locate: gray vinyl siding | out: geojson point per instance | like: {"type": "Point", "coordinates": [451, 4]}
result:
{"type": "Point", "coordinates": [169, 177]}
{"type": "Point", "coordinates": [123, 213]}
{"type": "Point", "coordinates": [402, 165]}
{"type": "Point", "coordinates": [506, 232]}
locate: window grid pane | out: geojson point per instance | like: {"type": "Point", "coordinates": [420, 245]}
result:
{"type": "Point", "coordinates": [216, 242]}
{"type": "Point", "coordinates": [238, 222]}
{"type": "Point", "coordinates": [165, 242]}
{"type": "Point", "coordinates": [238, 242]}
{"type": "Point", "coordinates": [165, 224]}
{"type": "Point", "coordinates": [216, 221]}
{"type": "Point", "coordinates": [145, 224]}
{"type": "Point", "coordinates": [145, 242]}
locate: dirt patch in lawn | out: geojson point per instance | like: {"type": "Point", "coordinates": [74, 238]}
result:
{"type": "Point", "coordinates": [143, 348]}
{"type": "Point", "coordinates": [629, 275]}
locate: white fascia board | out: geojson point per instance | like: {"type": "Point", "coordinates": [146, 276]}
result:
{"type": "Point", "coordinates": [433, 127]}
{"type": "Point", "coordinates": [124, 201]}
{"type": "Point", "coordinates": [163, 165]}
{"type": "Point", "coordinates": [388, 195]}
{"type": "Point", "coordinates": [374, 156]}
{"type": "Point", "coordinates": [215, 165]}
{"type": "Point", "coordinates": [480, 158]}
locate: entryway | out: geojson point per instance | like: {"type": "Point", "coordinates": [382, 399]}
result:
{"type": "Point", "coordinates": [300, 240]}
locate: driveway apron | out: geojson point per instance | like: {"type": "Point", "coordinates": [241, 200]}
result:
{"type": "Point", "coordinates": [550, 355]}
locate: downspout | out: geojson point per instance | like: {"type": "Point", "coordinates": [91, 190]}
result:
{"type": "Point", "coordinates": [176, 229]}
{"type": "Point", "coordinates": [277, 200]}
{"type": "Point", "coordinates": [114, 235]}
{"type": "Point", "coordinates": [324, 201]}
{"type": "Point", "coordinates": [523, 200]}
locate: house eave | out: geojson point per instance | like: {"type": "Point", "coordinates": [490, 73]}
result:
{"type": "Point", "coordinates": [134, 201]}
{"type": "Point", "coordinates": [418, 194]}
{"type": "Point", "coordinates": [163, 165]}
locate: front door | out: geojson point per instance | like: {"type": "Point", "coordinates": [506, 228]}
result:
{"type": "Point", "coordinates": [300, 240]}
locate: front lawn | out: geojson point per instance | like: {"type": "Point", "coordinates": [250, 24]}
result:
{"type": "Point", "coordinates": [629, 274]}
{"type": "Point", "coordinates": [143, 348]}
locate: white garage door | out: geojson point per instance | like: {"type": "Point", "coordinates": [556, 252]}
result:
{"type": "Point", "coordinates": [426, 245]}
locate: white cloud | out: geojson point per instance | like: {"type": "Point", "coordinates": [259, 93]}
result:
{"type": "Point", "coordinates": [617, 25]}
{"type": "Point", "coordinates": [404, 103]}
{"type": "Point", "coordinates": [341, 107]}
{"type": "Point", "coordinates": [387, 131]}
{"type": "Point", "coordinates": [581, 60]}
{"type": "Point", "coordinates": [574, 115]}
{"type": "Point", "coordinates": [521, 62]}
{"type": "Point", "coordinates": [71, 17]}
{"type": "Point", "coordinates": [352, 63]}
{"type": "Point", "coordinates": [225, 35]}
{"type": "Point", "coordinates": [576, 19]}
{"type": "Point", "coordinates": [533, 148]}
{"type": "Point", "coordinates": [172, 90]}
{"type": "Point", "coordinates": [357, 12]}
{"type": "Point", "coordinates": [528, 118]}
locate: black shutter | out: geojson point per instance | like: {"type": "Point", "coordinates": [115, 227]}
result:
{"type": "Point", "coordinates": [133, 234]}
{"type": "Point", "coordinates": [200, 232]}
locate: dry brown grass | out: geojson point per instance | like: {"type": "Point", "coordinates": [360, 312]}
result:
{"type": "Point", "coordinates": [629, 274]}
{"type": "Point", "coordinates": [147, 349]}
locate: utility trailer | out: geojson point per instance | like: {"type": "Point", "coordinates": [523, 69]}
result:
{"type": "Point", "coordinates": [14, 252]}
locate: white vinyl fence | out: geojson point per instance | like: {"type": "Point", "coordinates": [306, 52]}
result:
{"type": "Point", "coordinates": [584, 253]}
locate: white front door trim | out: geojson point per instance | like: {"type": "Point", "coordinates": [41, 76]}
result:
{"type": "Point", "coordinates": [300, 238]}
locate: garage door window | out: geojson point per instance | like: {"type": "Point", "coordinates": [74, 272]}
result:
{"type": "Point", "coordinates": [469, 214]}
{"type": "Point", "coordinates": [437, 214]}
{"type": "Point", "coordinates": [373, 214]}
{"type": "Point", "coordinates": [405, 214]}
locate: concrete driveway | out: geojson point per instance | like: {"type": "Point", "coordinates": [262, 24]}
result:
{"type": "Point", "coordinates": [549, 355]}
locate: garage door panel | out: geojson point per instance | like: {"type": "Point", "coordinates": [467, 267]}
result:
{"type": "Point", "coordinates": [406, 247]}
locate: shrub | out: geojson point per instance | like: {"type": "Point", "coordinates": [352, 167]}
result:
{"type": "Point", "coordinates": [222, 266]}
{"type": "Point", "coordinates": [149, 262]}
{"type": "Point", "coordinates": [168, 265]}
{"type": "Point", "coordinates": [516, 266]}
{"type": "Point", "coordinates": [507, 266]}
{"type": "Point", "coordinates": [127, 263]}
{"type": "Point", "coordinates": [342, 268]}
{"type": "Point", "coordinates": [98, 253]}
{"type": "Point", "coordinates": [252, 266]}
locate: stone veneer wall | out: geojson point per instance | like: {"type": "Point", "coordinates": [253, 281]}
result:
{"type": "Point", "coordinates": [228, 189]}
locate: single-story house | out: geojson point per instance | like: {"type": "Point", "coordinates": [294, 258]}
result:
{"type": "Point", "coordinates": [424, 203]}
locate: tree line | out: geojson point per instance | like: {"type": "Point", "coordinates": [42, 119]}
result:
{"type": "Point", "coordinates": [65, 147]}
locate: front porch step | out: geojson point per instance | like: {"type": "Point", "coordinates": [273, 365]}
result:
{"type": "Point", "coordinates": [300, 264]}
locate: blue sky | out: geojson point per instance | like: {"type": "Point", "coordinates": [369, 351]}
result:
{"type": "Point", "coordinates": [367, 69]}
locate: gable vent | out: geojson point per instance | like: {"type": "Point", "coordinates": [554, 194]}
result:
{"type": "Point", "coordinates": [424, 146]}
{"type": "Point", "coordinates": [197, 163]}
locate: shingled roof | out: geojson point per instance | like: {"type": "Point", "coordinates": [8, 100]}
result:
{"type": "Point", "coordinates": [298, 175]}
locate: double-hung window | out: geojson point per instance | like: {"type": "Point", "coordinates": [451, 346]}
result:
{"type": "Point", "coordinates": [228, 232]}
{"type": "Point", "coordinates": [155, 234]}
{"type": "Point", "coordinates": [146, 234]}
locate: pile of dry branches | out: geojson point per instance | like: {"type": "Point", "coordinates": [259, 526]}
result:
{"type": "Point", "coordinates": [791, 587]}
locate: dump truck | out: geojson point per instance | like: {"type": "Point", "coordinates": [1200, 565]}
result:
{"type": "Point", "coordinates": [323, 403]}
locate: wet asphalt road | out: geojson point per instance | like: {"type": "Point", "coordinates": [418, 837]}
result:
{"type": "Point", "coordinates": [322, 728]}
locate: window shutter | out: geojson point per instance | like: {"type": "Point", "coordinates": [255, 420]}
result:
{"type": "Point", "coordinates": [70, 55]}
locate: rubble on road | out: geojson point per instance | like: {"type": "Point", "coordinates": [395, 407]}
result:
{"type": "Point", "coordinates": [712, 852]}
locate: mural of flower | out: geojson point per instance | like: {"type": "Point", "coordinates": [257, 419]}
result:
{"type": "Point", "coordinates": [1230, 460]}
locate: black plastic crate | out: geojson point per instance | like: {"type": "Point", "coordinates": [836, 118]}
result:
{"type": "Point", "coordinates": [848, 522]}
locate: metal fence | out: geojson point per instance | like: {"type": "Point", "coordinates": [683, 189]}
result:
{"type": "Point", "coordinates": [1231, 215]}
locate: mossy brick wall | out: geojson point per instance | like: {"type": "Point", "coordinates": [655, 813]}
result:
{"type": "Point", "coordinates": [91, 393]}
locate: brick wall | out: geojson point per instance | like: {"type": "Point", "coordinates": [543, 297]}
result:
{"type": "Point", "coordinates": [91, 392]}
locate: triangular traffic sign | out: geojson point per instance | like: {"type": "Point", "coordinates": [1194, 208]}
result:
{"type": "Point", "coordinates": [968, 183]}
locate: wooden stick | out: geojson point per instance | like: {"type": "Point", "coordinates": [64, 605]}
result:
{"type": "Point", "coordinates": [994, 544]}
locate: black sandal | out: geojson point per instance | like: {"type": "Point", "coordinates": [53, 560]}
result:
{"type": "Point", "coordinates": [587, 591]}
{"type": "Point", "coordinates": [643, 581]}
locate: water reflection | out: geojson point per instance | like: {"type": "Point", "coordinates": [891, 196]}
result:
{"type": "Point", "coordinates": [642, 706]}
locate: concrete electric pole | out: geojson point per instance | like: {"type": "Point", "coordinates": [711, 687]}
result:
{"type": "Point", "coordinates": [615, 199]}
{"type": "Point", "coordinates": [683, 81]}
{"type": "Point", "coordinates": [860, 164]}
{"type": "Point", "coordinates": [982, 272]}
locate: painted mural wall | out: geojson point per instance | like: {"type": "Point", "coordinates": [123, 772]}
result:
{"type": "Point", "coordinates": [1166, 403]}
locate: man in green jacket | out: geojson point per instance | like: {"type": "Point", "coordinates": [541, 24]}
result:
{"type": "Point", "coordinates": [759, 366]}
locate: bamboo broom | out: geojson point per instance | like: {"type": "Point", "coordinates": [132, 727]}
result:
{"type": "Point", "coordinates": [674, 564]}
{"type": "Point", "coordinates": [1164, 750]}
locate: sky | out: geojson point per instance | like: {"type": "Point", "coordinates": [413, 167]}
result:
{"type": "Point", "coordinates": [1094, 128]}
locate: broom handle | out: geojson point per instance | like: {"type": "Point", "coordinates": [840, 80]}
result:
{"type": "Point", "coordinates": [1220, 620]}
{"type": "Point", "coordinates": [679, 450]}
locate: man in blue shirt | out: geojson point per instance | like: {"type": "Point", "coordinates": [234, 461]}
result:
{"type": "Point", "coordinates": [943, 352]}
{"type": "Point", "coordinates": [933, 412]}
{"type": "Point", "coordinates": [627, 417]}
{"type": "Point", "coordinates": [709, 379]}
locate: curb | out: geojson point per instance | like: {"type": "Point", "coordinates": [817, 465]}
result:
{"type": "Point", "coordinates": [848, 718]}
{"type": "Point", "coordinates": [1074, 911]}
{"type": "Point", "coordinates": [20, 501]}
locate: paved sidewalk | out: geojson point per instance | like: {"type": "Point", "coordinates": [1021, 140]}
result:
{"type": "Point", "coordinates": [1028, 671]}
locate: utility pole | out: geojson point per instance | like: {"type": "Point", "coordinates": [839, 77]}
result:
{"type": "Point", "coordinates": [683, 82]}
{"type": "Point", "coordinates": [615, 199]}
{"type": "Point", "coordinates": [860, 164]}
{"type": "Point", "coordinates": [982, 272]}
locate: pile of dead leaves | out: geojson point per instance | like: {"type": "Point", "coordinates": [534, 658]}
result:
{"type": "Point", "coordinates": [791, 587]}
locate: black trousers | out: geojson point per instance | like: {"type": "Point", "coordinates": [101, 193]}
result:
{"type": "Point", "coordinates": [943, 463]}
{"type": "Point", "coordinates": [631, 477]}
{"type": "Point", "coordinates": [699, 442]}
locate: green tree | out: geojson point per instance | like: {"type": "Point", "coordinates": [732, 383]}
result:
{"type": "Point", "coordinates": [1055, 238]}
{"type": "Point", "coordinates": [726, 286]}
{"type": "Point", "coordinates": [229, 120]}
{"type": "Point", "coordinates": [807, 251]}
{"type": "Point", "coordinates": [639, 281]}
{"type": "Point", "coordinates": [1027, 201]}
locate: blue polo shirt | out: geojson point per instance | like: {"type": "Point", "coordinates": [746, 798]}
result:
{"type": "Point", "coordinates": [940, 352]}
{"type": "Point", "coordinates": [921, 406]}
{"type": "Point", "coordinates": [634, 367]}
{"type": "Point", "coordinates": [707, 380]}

Work to complete. Locate "locate: utility pole" in the data above. Then repeat, exactly, its line and each line after it through the last, adding nothing.

Full response.
locate: utility pole | out: geojson point per instance | like: {"type": "Point", "coordinates": [839, 77]}
result:
{"type": "Point", "coordinates": [683, 82]}
{"type": "Point", "coordinates": [615, 199]}
{"type": "Point", "coordinates": [860, 164]}
{"type": "Point", "coordinates": [982, 272]}
locate: pile of dead leaves | out: geojson point per instance | like: {"type": "Point", "coordinates": [534, 658]}
result:
{"type": "Point", "coordinates": [791, 587]}
locate: black trousers | out: geojson point per instance | like: {"type": "Point", "coordinates": [101, 193]}
result:
{"type": "Point", "coordinates": [943, 463]}
{"type": "Point", "coordinates": [631, 477]}
{"type": "Point", "coordinates": [699, 442]}
locate: green tree | out: geojson point per instance | like: {"type": "Point", "coordinates": [732, 383]}
result:
{"type": "Point", "coordinates": [1055, 238]}
{"type": "Point", "coordinates": [726, 286]}
{"type": "Point", "coordinates": [229, 120]}
{"type": "Point", "coordinates": [807, 251]}
{"type": "Point", "coordinates": [639, 281]}
{"type": "Point", "coordinates": [1027, 201]}
locate: blue polo shirt | out: geojson point per instance | like: {"type": "Point", "coordinates": [746, 798]}
result:
{"type": "Point", "coordinates": [940, 352]}
{"type": "Point", "coordinates": [921, 406]}
{"type": "Point", "coordinates": [634, 367]}
{"type": "Point", "coordinates": [707, 380]}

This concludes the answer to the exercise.